**TEXTE EXTRAIT:**
Le 11 avril 1987, il y a 37 ans, Primo Levi mourrait dans sa ville natale de Turin. A cette occasion, nous republions cet éditorial écrit dans notre revue Mémoires (n°76 – novembre 2019)
Avec fierté et humilité nous portons le nom de Primo Levi.
Pour lui rendre hommage1, nous organisons un grand évènement les 15 et 16 novembre : Dire l’indicible – Primo Levi, la force du récit.
Inspiré par ce très beau thème choisi par les équipes du Centre Primo Levi, je voudrais évoquer cette notion de force, en contradiction apparente avec l’état de faiblesse et de précarité dans lequel se trouvent les rescapés, les exilés et tous ceux qui subissent et fuient la violence.
Les mots sont force de vie.
Or la violence fait taire et si vivre c’est parler alors faire taire c’est tuer.
Dès lors comment revivre après Auschwitz, après la torture, après la violence ?

**EXTRAIT DE DONNÉES:**
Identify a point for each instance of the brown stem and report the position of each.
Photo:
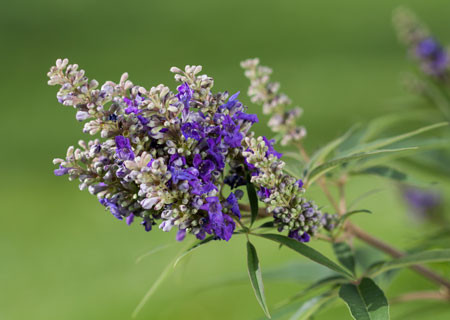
(395, 253)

**ÉNONCÉ DE LA TÂCHE:**
Poursuivez l'éditorial consacré à Primo Levi en reprenant juste après sa dernière phrase.

**RÉPONSE RÉDIGÉE:**
Raconter devient une nécessité.
Il y a d’abord le besoin vital du survivant qui le force à raconter, pour continuer à vivre, pour cicatriser avec des mots les plaies causées par la violence. Raconter pour combler avec le mortier de la parole les trous béants laissés par les bombes dans les murs de sa maison intérieure, pour éviter qu’elle ne s’effondre.
Ensuite, le récit est force en ce qu’il donne du pouvoir à celui qui raconte, il lui redonne des droits et en premier lieu le droit de s’exprimer, d’être entendu et donc d’exister à nouveau.
Quand on a été délogé par la guerre, la misère, l’exil ou la torture, prendre la parole c’est, par la force du récit, prendre le pouvoir et c’est reprendre sa place dans la société.
Le récit est aussi un instrument qui force la porte des consciences et des institutions. Cet indicible que personne ne veut entendre il faut beaucoup de puissance et de courage pour le faire passer avec des mots.
Ceux qui l’entendent, enfin, deviennent forts du récit qu’ils reçoivent, ils en deviennent les dépositaires, les propriétaires.
Ces récits deviennent une richesse, un patrimoine mais aussi un viatique et une boussole pour naviguer par gros temps.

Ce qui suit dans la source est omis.